##### MATERIAL FOR THIS EXERCISE #####

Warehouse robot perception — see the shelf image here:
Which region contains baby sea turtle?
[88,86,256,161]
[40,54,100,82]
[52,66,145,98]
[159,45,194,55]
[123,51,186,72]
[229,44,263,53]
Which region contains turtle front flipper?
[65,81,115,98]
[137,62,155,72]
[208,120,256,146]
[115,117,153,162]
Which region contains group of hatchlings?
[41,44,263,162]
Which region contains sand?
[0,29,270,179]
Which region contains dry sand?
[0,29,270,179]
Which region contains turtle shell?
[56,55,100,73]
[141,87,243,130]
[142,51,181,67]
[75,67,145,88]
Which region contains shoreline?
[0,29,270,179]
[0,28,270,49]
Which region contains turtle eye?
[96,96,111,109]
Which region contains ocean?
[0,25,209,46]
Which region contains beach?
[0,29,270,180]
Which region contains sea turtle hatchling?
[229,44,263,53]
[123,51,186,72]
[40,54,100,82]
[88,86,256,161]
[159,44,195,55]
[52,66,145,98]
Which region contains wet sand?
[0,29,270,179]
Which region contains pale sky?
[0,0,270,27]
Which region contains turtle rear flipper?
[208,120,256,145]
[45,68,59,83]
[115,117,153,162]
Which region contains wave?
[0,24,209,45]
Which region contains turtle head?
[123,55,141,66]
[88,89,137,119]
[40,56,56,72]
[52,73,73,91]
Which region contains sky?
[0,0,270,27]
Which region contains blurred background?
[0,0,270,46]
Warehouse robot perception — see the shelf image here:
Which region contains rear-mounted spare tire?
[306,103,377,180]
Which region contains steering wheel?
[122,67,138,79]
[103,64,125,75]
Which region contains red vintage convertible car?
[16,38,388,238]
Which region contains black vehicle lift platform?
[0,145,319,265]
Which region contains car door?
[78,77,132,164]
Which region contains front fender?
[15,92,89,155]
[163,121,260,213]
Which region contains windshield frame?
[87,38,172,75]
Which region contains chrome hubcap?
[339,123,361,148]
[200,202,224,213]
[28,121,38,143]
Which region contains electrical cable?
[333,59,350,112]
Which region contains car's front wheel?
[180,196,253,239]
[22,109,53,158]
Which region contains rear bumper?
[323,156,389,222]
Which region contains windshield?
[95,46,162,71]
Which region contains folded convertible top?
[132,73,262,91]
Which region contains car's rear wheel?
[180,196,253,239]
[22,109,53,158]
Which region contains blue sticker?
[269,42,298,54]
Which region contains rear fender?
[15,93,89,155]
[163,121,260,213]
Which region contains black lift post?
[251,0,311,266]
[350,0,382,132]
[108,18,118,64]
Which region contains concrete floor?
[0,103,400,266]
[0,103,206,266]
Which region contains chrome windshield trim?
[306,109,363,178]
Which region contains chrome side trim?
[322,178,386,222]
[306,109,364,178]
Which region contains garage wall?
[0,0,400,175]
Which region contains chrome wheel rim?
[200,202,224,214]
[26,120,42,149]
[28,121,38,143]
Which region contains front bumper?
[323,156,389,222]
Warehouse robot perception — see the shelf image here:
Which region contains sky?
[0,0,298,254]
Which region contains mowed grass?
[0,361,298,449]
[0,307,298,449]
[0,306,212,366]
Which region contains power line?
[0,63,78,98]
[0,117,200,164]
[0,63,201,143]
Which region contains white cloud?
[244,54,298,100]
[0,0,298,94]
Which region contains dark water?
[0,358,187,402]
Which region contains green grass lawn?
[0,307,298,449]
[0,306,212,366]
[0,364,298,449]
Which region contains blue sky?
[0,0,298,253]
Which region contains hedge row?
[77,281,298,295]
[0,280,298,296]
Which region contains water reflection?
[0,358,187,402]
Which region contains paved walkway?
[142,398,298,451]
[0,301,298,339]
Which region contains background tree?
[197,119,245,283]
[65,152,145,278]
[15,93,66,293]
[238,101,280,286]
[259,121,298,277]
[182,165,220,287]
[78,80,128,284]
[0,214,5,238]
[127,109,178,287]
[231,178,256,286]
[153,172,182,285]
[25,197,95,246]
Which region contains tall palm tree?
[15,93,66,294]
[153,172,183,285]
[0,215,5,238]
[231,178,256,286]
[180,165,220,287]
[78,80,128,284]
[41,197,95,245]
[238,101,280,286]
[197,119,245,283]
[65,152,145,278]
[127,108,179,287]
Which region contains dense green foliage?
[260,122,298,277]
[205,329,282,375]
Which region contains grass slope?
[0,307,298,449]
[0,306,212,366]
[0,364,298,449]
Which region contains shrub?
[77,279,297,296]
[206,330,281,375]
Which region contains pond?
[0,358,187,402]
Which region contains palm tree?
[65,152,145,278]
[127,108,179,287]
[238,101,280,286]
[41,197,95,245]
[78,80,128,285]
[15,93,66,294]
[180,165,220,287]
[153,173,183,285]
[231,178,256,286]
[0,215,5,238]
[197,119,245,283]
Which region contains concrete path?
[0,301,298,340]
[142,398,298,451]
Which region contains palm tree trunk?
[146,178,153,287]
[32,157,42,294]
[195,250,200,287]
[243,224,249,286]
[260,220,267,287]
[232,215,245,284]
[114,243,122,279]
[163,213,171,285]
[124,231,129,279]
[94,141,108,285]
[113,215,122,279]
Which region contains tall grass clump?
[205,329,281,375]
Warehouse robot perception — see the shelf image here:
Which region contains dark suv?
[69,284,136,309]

#####

TASK GOAL
Swap "chrome" for "silver" in the rows between the line holding "Which region contains red" and the line holding "[0,0,298,253]", inclusive, and return only those lines with everything else unchanged.

OUTPUT BELOW
Which region contains red vintage convertible car?
[16,38,388,238]
Which region contains black vehicle lift platform?
[0,145,319,265]
Which region contains car door?
[78,77,132,164]
Which region contains front fender?
[15,92,89,155]
[163,121,260,213]
Which region contains windshield frame?
[87,38,172,75]
Which region contains silver hubcap?
[339,123,361,148]
[200,202,224,213]
[28,121,38,143]
Which region contains electrical cable?
[333,59,350,112]
Which region contains car's front wheel?
[180,196,253,239]
[22,109,53,158]
Which region contains rear bumper?
[323,156,389,222]
Which region contains windshield?
[95,46,162,71]
Which region contains folded convertible top?
[132,73,262,91]
Which region contains car's rear wheel?
[180,196,253,239]
[22,109,53,158]
Which region contains blue sticker?
[269,42,298,54]
Which region contains rear fender?
[15,93,89,155]
[163,121,260,213]
Which region contains black lift post?
[251,0,311,266]
[350,0,382,132]
[108,18,118,64]
Which region contains concrete floor?
[0,103,400,266]
[0,103,206,266]
Which region contains silver windshield trim?
[306,109,363,178]
Which region contains silver side trim?
[322,178,386,222]
[306,109,364,178]
Which region contains garage wall?
[0,0,400,175]
Which region contains silver wheel rim?
[200,202,224,214]
[26,120,42,149]
[28,121,38,143]
Which region contains front bumper?
[323,156,389,222]
Warehouse robot perception — see the shelf image here:
Which region contains sky?
[0,0,298,254]
Which region contains mowed grass?
[0,361,298,449]
[0,307,298,449]
[0,306,212,366]
Which region contains power line?
[0,63,78,98]
[0,117,200,164]
[0,63,201,143]
Which region contains white cloud?
[244,54,298,100]
[0,0,298,94]
Which region contains dark water?
[0,358,187,402]
Which region contains green grass lawn?
[0,307,298,449]
[0,306,212,366]
[0,364,298,449]
Which region contains blue sky?
[0,0,298,253]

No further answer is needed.